◆ **Task 1**:
Answer these questions using the crop report below.
(a) What growth stage have the mid-September sown wheats reached?
(b) Which disease does the report call the most important to manage?
(c) Between which stages are beet crops most susceptible to slugs?
◆ **Task 2**:
Retype the stretch of the crop report below from "The slower pace" through "week spray schedule.".
◆ **Task 3**:
Write a continuation of the crop report below, starting after its final sentence.

◆ **Given passage**:
=====

Wheels have been turning as growers pick away at drilling and fertilising jobs, depending on local showers and field conditions. Cool conditions look set to continue into early April steadying, emergence and crop growth; mid-September sown wheats are now at early stem extension (GS 30, final leaf 4 emerging). More forward wheats are moving closer emergence of leaf 3.
Cooler conditions have also slowed disease development. Thankfully we have saved on fungicide costs, as fewer pre-T0 sprays have been being applied than predicted based on how dirty crops looked coming out of the winter. However, there is plenty of septoria inoculum on the older leaves, which will be encouraged by warming temperatures and forecast showers.
Rust infections which had quietened are now reappearing on a wide range of varieties. Well-timed, robust T0 and T1 applications will be important to protect the emerging leaves and to prevent these diseases moving up the canopy. Septoria is the most important disease to manage, but at these early timings don’t forget to address other issues such as mildew, eyespot and possibly take-all.
The slower pace of crop growth during March, leading to a relative slow start to the fungicide programme, has meant that fungicide timings and crop development could well fit within a three week spray schedule.
Most T0 fungicide mixes include plant growth regulators; hopefully night temperatures will warm for more effective chlormequat applications. A cooler season provides a good reason to split these applications between T0 and T1.
Cold conditions have delayed pea drilling, which should continue in earnest this week. The same can be said for beet drilling on heavier, wet land where seed-bed preparation has required patience.
Heavy land growers are urged to be vigilant, as slug populations may be high. Crops will be most susceptible from chitting to expanded cotyledon (one munch and the plant is lost!). Lighter land beet crops are now emerging and will receive their first post-emergence herbicide sprays soon.

=====

◆ **Dataset records**:
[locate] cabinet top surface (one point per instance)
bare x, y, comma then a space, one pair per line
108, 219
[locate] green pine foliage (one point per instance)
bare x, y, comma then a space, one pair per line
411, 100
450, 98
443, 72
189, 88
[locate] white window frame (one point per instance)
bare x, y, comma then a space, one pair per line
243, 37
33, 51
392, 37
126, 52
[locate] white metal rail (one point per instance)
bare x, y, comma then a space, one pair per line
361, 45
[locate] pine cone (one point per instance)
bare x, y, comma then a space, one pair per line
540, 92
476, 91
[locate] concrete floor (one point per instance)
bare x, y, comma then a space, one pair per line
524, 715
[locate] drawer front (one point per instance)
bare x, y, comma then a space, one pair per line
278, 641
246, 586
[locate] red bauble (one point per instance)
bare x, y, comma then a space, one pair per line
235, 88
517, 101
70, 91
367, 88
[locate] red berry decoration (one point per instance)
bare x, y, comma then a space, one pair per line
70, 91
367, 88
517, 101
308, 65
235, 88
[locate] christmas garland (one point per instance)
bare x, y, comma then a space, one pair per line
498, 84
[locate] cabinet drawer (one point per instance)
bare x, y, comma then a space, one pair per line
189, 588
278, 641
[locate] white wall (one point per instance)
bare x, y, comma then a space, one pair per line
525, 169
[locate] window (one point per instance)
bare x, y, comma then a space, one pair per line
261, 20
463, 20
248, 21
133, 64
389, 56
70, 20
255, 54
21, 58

=====

◆ **Answer 1**:
(a) Early stem extension (GS 30, final leaf 4 emerging).
(b) Septoria.
(c) From chitting to expanded cotyledon.

◆ **Answer 2**:
The slower pace of crop growth during March, leading to a relative slow start to the fungicide programme, has meant that fungicide timings and crop development could well fit within a three week spray schedule.

◆ **Answer 3**:
Hooray! As new growth emerges, winter barleys are looking green again! Winter barley T1 fungicides and early plant growth regulators should be applied at early stem extension (now).
Old mildew infections and rust are easily found although net blotch and rhynchosporium infection remains low. Spring herbicide control in barley should be completed before the crop meets in the row and shades target weeds.
Oilseed rape crops are a mixed bag depending on pigeon and flea beetle attack. Keep an eye on pollen beetle; migration from hibernating grounds has been slow, but as temperatures warm up numbers may increase rapidly.
More forward crops are already flowering and at lower risk, but backwards crops at green bud – of which there are many – could be at risk. Non-pyrethroid options such as thiacloprid (for example, Biscaya) pymetrozine (for example, Plenum) and indoxacarb (for example, Rumo) are essential where populations are above threshold before flowering. Check individual product labels for the latest timing and number of applications.
Winter and spring beans should be monitored for leaf notching by adult pea and bean weevils. In cooler conditions, slow growing spring crops are at greatest risk.